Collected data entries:
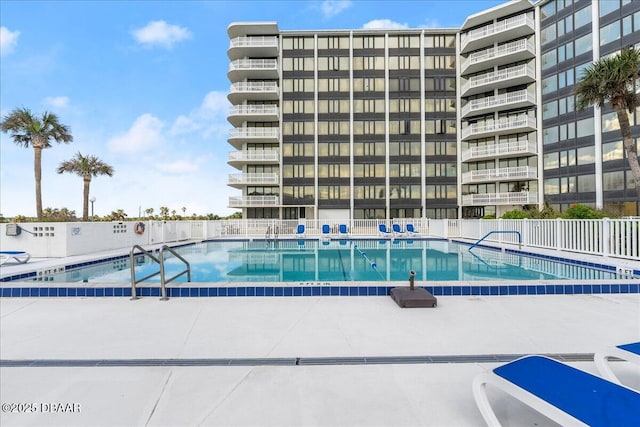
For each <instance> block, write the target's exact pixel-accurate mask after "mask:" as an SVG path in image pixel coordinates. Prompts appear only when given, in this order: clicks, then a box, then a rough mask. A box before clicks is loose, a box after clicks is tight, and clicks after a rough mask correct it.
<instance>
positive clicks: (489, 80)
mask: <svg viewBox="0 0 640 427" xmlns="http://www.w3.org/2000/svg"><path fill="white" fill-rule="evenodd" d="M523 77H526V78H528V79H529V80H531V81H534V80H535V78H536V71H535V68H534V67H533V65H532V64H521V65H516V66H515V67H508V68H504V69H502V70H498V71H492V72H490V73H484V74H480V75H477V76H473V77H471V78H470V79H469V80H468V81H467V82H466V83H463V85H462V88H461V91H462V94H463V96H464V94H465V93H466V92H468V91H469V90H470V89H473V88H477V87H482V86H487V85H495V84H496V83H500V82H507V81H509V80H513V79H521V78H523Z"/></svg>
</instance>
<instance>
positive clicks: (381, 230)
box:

__WORK TO BE COMPLETED__:
What you return should match the entries word for word, pictures aside.

__ANSWER SECTION__:
For each <instance> block, write the target's exact pixel-accurate mask after "mask:" as an SVG path in image pixel coordinates. Prompts appear only when given, in this order: clicks, then a box, then a rough mask. A box before clicks is loose, a box after clicks is tight, and clicks after a rough mask correct it.
<instance>
positive clicks: (489, 80)
mask: <svg viewBox="0 0 640 427" xmlns="http://www.w3.org/2000/svg"><path fill="white" fill-rule="evenodd" d="M523 77H526V78H528V79H529V80H531V81H534V80H535V78H536V71H535V68H534V67H533V65H532V64H521V65H516V66H515V67H508V68H504V69H502V70H498V71H492V72H490V73H484V74H480V75H477V76H473V77H471V78H470V79H469V80H468V81H467V82H466V83H463V85H462V88H461V91H462V94H463V96H464V94H465V93H466V92H468V91H469V90H470V89H473V88H477V87H482V86H487V85H495V84H496V83H500V82H507V81H509V80H513V79H521V78H523Z"/></svg>
</instance>
<instance>
positive clicks: (381, 230)
box:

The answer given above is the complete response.